*** PASSAGE PROVIDED ***

Opiate substitution drugs like Methadone, and much more recently Buprenorphine, are used as a substitute for an addiction to opiates. Addicts switch from harmful addictions to heroin or other pain killers to non intoxicating and safe opiate substitution medications and are able to better participate in society; they are gradually encouraged to reduce their dependence to these non intoxicating drugs.
The most common anti craving medication is the dopaminergic acting anti abuse drug Naltrexone, which reduces the effects of consumed drugs by blocking the effects of dopamine. This has been found to reduce cravings and improve sobriety rates. For alcohol abuse, the drugs Disulfiram and Acamprosate have also shown efficacy.
An alternative method for induced alcohol sobriety is use of the drug Antabuse, which reduces the temptation to abuse alcohol, as recovering addict know that if they consume alcohol concurrently with Antabuse, they will become violently ill.
Anti Seizure Medications
Anti seizure medications during initial drug treatment are essential for safety during withdrawal from certain drugs.

*** End of PASSAGE PROVIDED ***
*** EXTRACTED DATA ***

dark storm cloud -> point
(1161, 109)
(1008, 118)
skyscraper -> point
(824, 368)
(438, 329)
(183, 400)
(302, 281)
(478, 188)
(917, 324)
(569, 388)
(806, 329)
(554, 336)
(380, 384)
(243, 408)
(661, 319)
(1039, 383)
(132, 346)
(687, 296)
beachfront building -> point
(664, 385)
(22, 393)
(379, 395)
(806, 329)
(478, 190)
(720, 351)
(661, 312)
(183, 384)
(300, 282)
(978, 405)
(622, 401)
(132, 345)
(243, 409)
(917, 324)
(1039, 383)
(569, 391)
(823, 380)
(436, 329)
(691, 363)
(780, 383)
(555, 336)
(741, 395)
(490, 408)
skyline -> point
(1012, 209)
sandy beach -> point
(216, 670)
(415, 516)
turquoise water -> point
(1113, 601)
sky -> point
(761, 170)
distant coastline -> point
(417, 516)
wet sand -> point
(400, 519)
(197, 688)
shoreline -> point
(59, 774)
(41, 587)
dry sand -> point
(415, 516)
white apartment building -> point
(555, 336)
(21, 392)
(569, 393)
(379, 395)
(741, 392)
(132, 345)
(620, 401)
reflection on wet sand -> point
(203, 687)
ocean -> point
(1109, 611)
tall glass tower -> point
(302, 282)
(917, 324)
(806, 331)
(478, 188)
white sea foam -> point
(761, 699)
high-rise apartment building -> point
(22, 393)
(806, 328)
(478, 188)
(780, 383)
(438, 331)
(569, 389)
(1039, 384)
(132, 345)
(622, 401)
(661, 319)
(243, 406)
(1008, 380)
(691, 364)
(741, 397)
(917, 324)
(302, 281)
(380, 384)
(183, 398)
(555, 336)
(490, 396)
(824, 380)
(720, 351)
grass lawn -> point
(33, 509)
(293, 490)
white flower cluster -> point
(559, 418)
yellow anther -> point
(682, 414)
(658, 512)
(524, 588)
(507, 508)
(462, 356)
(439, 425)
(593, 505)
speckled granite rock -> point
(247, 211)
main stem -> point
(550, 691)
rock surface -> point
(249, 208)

*** End of EXTRACTED DATA ***

## [WORK TASK 1]
In the passage on addiction medications, rewrite the part starting with "An alternative method" and going on through "from certain drugs.", replacing "Antabuse" with "Disulfiram".
## [WORK TASK 2]
List every drug the passage on addiction medications names as a treatment for addiction.

## [TASK ANSWER 1]
An alternative method for induced alcohol sobriety is use of the drug Disulfiram, which reduces the temptation to abuse alcohol, as recovering addict know that if they consume alcohol concurrently with Disulfiram, they will become violently ill.
Anti Seizure Medications
Anti seizure medications during initial drug treatment are essential for safety during withdrawal from certain drugs.

## [TASK ANSWER 2]
Methadone, Buprenorphine, Naltrexone, Disulfiram, Acamprosate, Antabuse